Text excerpt -
------------------------------------------------

Japan on Wednesday criticised Russia's announcement suspending an agreement that allows Japanese to fish in waters near disputed islands, as relations between the countries deteriorate over the war in Ukraine.

The fishing deal has been in place since 1998, allowing Japanese fishing boats to operate around the Russian-held Kurils, which Japan also claims and calls the Northern Territories, in exchange for Japan's payment based on catch quota and other conditions negotiated annually.

Its suspension, apparently in response to Japan's sanctions against Moscow for its invasion of Ukraine, raises concern about the safety of Japanese fishing boats in the area. Prior to the agreement, Russian authorities had seized and shot at Japanese boats.

Chief Cabinet Secretary Hirokazu Matsuno said it was "regrettable that Russia one-sidedly announced suspending the cooperation in this manner”. He criticised Moscow for blaming Japan's failure to fund unrelated development projects on Sakhalin, the largest Russian island in the Pacific.

Matsuno said that Tokyo will pursue negotiations to ensure safe operations of Japanese boats under the pact.

“We will do our utmost to protect the safety of the Japanese fishing operation,” he said.

The area is a rich fishing ground for pollack, Okhotsk mackerrel and octopus.

The territorial dispute has prevented the two countries from signing a peace treaty formally ending World War II. Russia has already scrapped peace treaty negotiations with Japan in response to the sanctions.

Matsuno criticized Moscow for linking Japan's failure to fund development projects on Sakhalin, which is not part of the territory claimed by Tokyo, to the fishing deal, “as if the Sakhalin projects are conditional to the fishing safety agreement”.

Japan has provided development funds for Sakhalin for years as part of its effort to improve ties with Russia. Matsuno acknowledged that Tokyo had not provided its latest payment for Sakhalin projects, but it wasn't immediately clear if it was tied to the sanctions.

Japan quickly joined the United States and Europe in imposing sanctions against Russia and providing support for Ukraine. It fears the crisis may further embolden China to increase its assertiveness in the region.

------------------------------------------------

Recorded data -

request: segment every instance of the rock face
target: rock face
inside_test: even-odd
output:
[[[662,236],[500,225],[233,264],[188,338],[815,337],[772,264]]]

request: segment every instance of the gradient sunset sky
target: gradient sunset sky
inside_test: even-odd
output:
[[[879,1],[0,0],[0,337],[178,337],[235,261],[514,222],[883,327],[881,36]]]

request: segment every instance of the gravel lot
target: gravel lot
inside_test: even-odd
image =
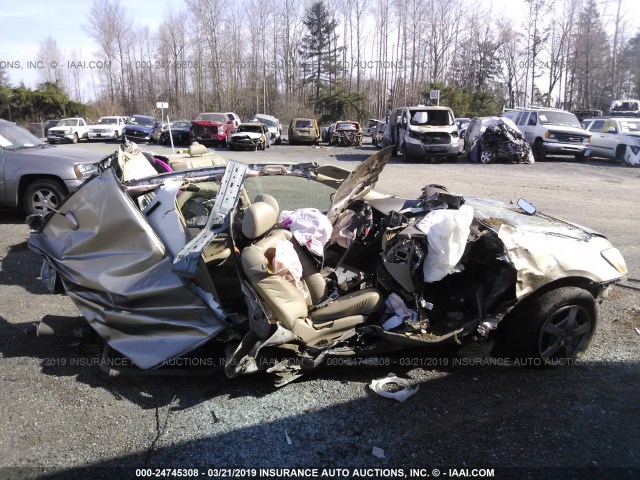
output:
[[[115,144],[73,147],[109,153]],[[220,153],[350,168],[374,151],[283,144]],[[602,304],[579,365],[544,371],[452,365],[445,352],[411,366],[393,359],[378,367],[332,367],[282,389],[269,375],[108,378],[97,354],[35,336],[44,315],[78,313],[67,297],[45,294],[39,258],[27,249],[24,214],[3,209],[0,479],[132,478],[144,467],[200,467],[200,477],[243,473],[207,468],[310,467],[320,469],[318,476],[323,468],[349,475],[355,468],[403,469],[396,473],[406,477],[436,477],[433,469],[443,477],[459,469],[471,475],[476,468],[494,469],[495,478],[640,478],[640,169],[562,157],[533,165],[394,161],[377,189],[419,195],[429,183],[500,200],[524,197],[606,234],[621,249],[629,277]],[[373,394],[368,384],[390,371],[419,384],[419,392],[405,403]],[[373,447],[385,458],[373,456]]]

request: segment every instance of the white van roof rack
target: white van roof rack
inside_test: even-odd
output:
[[[527,108],[529,109],[538,109],[538,110],[557,110],[559,112],[564,112],[565,110],[561,108],[553,108],[553,107],[545,107],[544,105],[529,105]]]

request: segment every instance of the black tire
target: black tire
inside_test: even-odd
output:
[[[478,149],[478,163],[489,164],[493,163],[496,159],[496,154],[491,150],[479,148]]]
[[[582,356],[597,323],[589,292],[561,287],[525,302],[506,323],[506,346],[514,358],[525,366],[545,367]]]
[[[56,180],[36,180],[24,191],[22,205],[29,215],[45,215],[50,211],[44,205],[45,200],[58,207],[65,197],[62,183]]]
[[[533,144],[533,156],[535,157],[536,162],[543,162],[547,157],[542,140],[536,140]]]
[[[407,152],[407,147],[404,143],[402,144],[402,147],[400,147],[400,153],[402,154],[403,162],[409,162],[411,160],[411,156],[409,155],[409,152]]]

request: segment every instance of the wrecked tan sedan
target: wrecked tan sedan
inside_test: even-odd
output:
[[[112,374],[206,357],[285,384],[332,358],[443,344],[530,365],[580,356],[596,300],[626,274],[620,252],[525,201],[374,192],[390,153],[353,172],[230,162],[128,182],[107,159],[32,219],[29,246]]]

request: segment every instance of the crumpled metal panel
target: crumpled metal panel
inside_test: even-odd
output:
[[[173,273],[165,246],[109,169],[53,214],[29,246],[62,273],[65,289],[91,326],[140,368],[181,356],[224,328]],[[116,234],[114,234],[116,232]]]

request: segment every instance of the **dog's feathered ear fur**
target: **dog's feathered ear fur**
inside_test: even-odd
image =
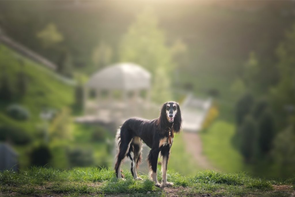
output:
[[[174,124],[173,124],[173,130],[176,133],[179,133],[181,128],[182,119],[181,119],[181,113],[180,108],[178,103],[176,104],[177,107],[177,113],[175,114],[174,118]]]
[[[163,104],[161,110],[160,117],[158,121],[158,130],[160,131],[165,132],[165,129],[167,128],[167,125],[169,123],[167,120],[166,113],[166,106],[167,103],[168,102],[166,102]]]
[[[158,121],[158,129],[160,132],[165,132],[165,130],[167,128],[167,126],[171,124],[167,119],[166,115],[166,106],[168,103],[167,102],[163,104],[161,110],[161,113]],[[177,112],[174,118],[173,130],[176,133],[178,133],[180,132],[181,129],[182,119],[179,105],[176,103],[176,105],[177,107]]]

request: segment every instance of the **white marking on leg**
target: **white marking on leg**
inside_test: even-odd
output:
[[[162,161],[162,165],[161,168],[161,171],[162,171],[162,181],[164,185],[165,185],[167,183],[167,158],[165,157],[163,157]]]
[[[167,138],[164,137],[160,140],[160,142],[159,143],[159,147],[160,148],[163,145],[165,145],[167,144]]]
[[[122,176],[121,176],[121,163],[122,163],[122,161],[121,162],[121,163],[120,163],[120,164],[119,165],[119,167],[118,167],[118,179],[122,178]]]
[[[153,181],[156,183],[158,183],[158,180],[157,178],[157,172],[154,172],[153,170],[151,170],[150,172],[150,177]]]

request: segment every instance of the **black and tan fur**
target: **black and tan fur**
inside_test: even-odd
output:
[[[167,182],[166,172],[170,149],[172,143],[168,141],[171,129],[176,133],[180,131],[181,116],[178,104],[174,101],[167,102],[162,107],[160,117],[151,120],[133,118],[127,120],[118,130],[116,136],[119,152],[117,157],[115,169],[117,178],[122,178],[120,166],[126,156],[131,160],[131,172],[135,179],[141,179],[137,176],[136,169],[141,159],[143,141],[151,149],[148,161],[150,176],[157,186],[172,185]],[[172,139],[173,142],[173,139]],[[133,157],[131,156],[131,153]],[[159,154],[162,160],[161,184],[157,178],[157,167]]]

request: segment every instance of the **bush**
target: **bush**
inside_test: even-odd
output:
[[[93,163],[92,152],[76,148],[68,151],[68,157],[71,167],[89,166]]]
[[[12,98],[12,89],[7,75],[3,73],[0,82],[0,99],[6,101],[10,101]]]
[[[258,101],[254,105],[252,114],[255,119],[259,118],[268,106],[267,102],[264,99]]]
[[[75,105],[79,109],[82,109],[83,107],[83,86],[81,85],[76,86],[75,92]]]
[[[0,141],[9,141],[18,145],[30,143],[31,136],[22,129],[8,126],[0,126]]]
[[[6,112],[10,116],[18,120],[26,120],[28,119],[30,116],[30,113],[28,110],[17,104],[9,106]]]
[[[257,126],[251,116],[248,116],[241,126],[240,134],[241,152],[246,162],[253,161],[257,150]]]
[[[17,74],[17,93],[21,96],[24,96],[27,93],[28,89],[27,78],[26,74],[23,71]]]
[[[268,153],[273,147],[275,128],[273,115],[269,110],[266,110],[258,120],[258,142],[260,152]]]
[[[103,141],[106,137],[106,131],[103,128],[97,127],[92,134],[91,140],[94,141]]]
[[[246,94],[242,96],[237,103],[236,115],[238,126],[243,122],[244,118],[249,114],[254,102],[254,99],[250,94]]]
[[[30,155],[31,164],[37,166],[44,166],[49,163],[52,155],[49,147],[41,144],[34,147]]]

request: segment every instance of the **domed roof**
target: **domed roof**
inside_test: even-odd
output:
[[[120,63],[108,66],[93,74],[87,82],[96,89],[132,90],[150,88],[150,74],[132,63]]]

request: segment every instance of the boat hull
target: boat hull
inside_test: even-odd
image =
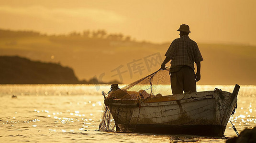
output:
[[[238,90],[235,92],[215,90],[145,99],[105,99],[105,102],[117,130],[223,136],[236,103]]]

------------------------------------------------

What you need to do -
(1) From the article on the suspended fishing agreement, reproduce word for word the passage between "Chief Cabinet Secretary" and "mackerrel and octopus.", inclusive.
(2) According to the article on the suspended fishing agreement, since what year has the fishing deal been in place?

Answers -
(1)
Chief Cabinet Secretary Hirokazu Matsuno said it was "regrettable that Russia one-sidedly announced suspending the cooperation in this manner”. He criticised Moscow for blaming Japan's failure to fund unrelated development projects on Sakhalin, the largest Russian island in the Pacific.

Matsuno said that Tokyo will pursue negotiations to ensure safe operations of Japanese boats under the pact.

“We will do our utmost to protect the safety of the Japanese fishing operation,” he said.

The area is a rich fishing ground for pollack, Okhotsk mackerrel and octopus.

(2) Since 1998.